DATASET EXCERPTS
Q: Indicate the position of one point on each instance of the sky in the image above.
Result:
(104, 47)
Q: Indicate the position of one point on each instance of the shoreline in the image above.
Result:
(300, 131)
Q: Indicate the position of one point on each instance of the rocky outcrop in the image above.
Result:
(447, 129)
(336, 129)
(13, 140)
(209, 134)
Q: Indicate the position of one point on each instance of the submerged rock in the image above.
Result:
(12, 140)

==

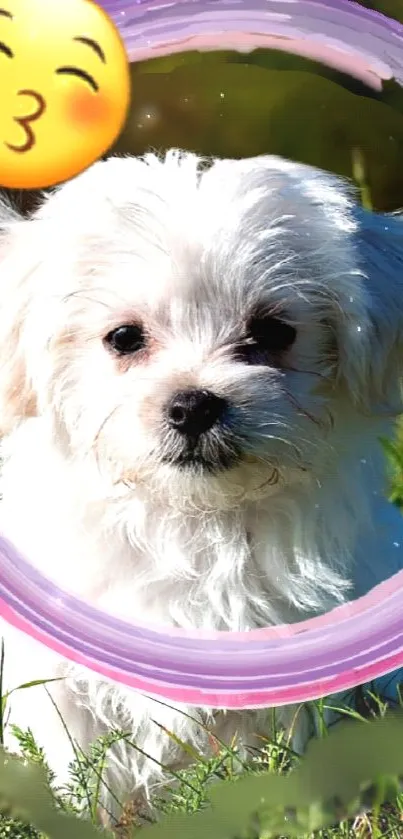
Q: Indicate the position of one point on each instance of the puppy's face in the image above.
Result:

TASK DETAILS
Only one thing belongs in the answer: the number of lines of the data that contain the string "above".

WRITTEN RESPONSE
5